ISLAMABAD: Keeping in view the impact of COVID-19 pandemic, the Gross Domestic Product of Pakistan is going to contract by 1.6% in the ongoing fiscal 2019-20 and will grow to 2.9% in the next financial year 2020-21, a report published in The News claimed on Saturday.
The loans from the International Monetary Fund and other multilateral and bilateral donors will help to ease the balance-of-payments pressures over the next few years. The current account will remain in deficit in 2020-24, the report, citing the Economist Intelligence Unit (EIU), added.
The Pakistani Rupee will depreciate against US dollar by Rs17.7 from an annual average of Rs160.8: US$1 in 2020 to Rs178.5: US$1 in 2024. Overseas workers’ remittances will fall sharply in 2020 owing to the pandemic induced global economic slowdown, the report noted.
The unemployment rate is projected to increase by 3.9% to 14.7% in current fiscal 2019-2020 from 10.8% in 2018-19 and is further forecast to plummet to 11.8% in 2020-21 and will go down to 9.4% in 2021-22 and projected to further decrease to 8.4% in 2023-24, it stated.

» **DATA EXCERPTS**
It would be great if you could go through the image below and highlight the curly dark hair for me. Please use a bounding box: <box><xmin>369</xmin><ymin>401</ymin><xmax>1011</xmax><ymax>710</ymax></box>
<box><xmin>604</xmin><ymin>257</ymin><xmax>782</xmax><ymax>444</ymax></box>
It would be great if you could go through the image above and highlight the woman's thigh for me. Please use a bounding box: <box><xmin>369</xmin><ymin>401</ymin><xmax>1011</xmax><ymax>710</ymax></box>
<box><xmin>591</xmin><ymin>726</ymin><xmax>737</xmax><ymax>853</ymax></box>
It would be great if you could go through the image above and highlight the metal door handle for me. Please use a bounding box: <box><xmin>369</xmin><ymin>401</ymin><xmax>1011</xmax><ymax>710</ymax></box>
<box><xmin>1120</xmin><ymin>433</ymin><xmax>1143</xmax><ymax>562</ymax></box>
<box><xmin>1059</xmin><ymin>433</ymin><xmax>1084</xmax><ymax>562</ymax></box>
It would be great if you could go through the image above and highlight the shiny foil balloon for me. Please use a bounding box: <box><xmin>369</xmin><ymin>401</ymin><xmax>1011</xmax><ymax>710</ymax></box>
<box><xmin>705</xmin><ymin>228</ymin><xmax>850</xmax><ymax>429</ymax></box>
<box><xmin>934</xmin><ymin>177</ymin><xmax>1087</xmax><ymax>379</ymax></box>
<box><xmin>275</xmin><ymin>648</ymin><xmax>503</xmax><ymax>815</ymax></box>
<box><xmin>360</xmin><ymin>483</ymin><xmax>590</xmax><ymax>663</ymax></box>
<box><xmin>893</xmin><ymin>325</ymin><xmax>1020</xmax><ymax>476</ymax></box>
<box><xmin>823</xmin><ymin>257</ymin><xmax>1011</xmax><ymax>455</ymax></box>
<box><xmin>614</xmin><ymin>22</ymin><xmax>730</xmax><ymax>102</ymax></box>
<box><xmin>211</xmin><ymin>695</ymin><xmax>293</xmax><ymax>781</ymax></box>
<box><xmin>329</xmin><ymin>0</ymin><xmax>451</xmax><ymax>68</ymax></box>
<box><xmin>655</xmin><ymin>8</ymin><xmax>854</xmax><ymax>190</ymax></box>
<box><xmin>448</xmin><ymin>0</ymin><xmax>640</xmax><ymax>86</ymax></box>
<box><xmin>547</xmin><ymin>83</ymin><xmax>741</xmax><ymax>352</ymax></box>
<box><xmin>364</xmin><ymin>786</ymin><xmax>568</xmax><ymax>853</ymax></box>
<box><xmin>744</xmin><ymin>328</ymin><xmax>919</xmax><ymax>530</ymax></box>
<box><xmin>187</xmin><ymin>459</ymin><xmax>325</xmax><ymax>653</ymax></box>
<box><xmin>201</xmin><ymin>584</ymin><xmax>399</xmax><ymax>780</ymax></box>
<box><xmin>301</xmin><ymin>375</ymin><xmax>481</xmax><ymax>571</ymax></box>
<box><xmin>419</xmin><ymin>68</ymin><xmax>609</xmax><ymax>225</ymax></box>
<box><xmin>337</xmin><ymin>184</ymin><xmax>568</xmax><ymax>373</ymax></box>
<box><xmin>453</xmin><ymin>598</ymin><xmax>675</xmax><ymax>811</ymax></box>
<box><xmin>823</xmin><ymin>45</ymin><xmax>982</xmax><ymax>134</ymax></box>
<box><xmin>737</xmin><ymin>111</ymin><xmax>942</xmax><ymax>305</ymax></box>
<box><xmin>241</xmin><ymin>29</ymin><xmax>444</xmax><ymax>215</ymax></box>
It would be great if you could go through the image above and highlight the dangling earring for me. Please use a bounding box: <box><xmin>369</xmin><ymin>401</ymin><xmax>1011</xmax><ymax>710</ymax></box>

» **YOUR INSTRUCTIONS**
Copy the part of the Pakistan economic forecast starting at "The Pakistani Rupee" and ending at "the report noted.".

» **RESULT BELOW**
The Pakistani Rupee will depreciate against US dollar by Rs17.7 from an annual average of Rs160.8: US$1 in 2020 to Rs178.5: US$1 in 2024. Overseas workers’ remittances will fall sharply in 2020 owing to the pandemic induced global economic slowdown, the report noted.